**TASK INSTRUCTIONS:**
From the article on Lilly's purchase of Point Biopharma, extract the passage starting with "Lilly will acquire all" and going on through "customary closing conditions.", word for word.

**DOCUMENT TEXT:**
===============

Lilly to surf radiopharmaceutical wave with $1.4B acquisition of Point Biopharma

Eli Lilly is snapping up Point Biopharma Global for $1.4 billion, marking an official entrance into the radiopharmaceutical cancer therapeutic space. 

Lilly will acquire all of Point’s outstanding shares at $12.50 apiece for a total of $1.4 billion. The transaction has already received the stamp of approval from the boards of both companies and is expected to close near the end of this year, subject to customary closing conditions.

The price is an 87% premium to Point's closing stock value on Oct. 2—$6.68 per share—and a 68% premium to the 30-day volume-weighted average price. 

The Indiana-based company’s pipeline of clinical- and preclinical-stage radioligand therapies will now come under Lilly's wing. The biotech also has in-house manufacturing capabilities, which include a 180,000-square-foot radiopharmaceutical manufacturing campus in Indiana and an R&D center in Canada.

Point has two lead programs in phase 3 development: PNT2002 and PNT2003. The first is a prostate-specific membrane antigen targeted radioligand therapy designed to treat metastatic castration-resistant prostate cancer after second-line treatment. The asset is currently being tested in a pivotal trial, dubbed SPLASH, with top-line data expected by the end of this year. PNT2003 is a somatostatin receptor targeted radioligand therapy for patients with gastroenteropancreatic neuroendocrine tumors.

===============

Stored data entries
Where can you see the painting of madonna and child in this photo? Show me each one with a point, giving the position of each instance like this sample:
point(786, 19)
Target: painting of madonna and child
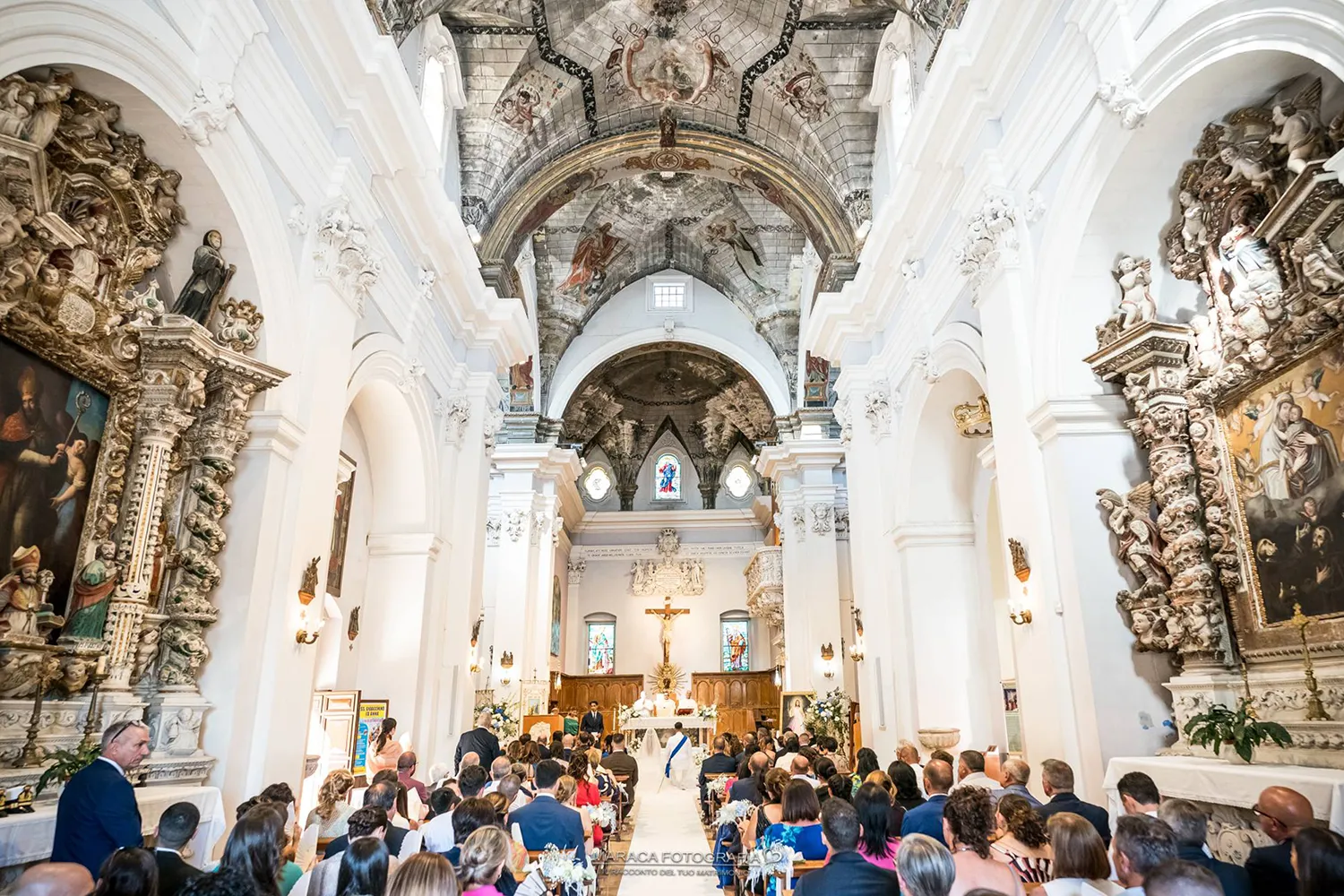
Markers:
point(50, 432)
point(1285, 441)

===============

**ANSWER SPACE:**
Lilly will acquire all of Point’s outstanding shares at $12.50 apiece for a total of $1.4 billion. The transaction has already received the stamp of approval from the boards of both companies and is expected to close near the end of this year, subject to customary closing conditions.